• _QUELLTEXT_
========

Aufmerksamkeit gebieten im ersten Block die Hinweise auf die dann in Leipzig aufbrechenden pietistischen Bewegungen. Im Zusammenhang des Konfliktes Speners mit Kurfürst Johann Georg III. muss eine neugierige Erwartung enttäuscht werden: der Speners weiteres Verbleiben in Dresden verunmöglichende Beicht- und Seelsorgebrief an den Landesherrn darf (nach gewiss intensiver Suche) als verloren gelten (172 Anm. 28). - Mit Themen wie Konventikel, Heiligung, theologische Ausbildung und Seelsorge werden auch 'klassische' Fragen des Pietismus aufgeworfen. - Ebenso schließen Erörterungen zu Jakob Böhme, Verfolgung evangelischer Kirchen und Fragen zu Unionen an frühere Korrespondenzen an. - Auffallend sind die Bemühungen um die sorbische Bibelübersetzung und die Wahrnehmung von Quietismus. -
Herausragende Korrespondenten wie Gottfried Wilhelm Leibniz und Christian Scriver begegnen, bei letzterem ist Nummer 26 natürlich nur für 1689 "der einzige bekannte Brief Speners" - im Band für 1679-1680 sind vier Stücke vorgelegt. Viele weitere in dem Band verhandelte Gegenstände schreien geradezu nach dem für das Ende der jeweiligen Abteilungen Frankfurter, Dresdner und Berliner Zeit vorgesehenen Sachregister. Es führt zusammen was zusammengehört und fällt hoffentlich nicht der Digitalisierung der Bände zum Opfer. Unersetzbar bleibt ein von kompetenten Kennern professionell erarbeitetes Sachregister.
Errata etc. unter den auf 75 Seiten bemerkten Annotanda sind meist marginal. Einiges wenige mag nicht von selbst zu klären sein: nicht aufgelöste Abkürzungen (DBI, 3; Praes., 164; SA [unschön], 228), fehlende Bearbeiter (Francke, XXIX), fehlende Erscheinungsjahre (49, 389), Namensverschreibung (Stegemann richtig Stegmann, 287), unklare Zeilenangaben (die Druckfassung von Nummer 92 enthält Zeile 114 bis 173, nicht "105-159"). Für einen Band von 698 Seiten besteht hier ist kein Grund zur Klage - was dieser Edition sowieso noch nie zuteilwurde.

========

• _DATENSATZ_
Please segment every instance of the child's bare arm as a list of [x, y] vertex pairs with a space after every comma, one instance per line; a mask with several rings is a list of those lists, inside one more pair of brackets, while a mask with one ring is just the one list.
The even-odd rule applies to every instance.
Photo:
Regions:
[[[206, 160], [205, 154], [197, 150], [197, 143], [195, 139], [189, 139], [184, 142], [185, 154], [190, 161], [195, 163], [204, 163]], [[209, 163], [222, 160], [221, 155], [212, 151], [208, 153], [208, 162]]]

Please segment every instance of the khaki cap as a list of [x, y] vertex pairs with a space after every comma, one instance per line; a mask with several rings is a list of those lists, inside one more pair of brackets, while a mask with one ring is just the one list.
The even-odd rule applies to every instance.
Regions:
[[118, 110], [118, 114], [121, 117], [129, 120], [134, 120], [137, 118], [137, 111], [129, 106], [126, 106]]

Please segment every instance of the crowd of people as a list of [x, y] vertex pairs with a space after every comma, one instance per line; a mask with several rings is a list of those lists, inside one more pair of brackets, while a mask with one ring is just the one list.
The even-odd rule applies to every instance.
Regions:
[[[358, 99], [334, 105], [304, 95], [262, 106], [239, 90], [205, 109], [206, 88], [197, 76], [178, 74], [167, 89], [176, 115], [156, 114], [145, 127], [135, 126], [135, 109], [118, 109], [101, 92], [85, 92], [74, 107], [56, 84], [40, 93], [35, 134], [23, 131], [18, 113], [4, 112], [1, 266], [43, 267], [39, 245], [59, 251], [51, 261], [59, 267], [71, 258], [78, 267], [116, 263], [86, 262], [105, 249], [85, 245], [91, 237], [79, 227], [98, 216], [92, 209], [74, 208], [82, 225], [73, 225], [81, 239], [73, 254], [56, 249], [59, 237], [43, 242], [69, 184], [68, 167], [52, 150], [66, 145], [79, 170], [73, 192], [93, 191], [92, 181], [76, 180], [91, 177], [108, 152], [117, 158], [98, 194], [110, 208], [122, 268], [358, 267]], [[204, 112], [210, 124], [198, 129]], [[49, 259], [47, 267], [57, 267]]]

========

• _AUFGABE_
Welcher Brief Speners gilt laut dem Quelltext als verloren?

• _LÖSUNG_
Der Beicht- und Seelsorgebrief an den Landesherrn gilt als verloren.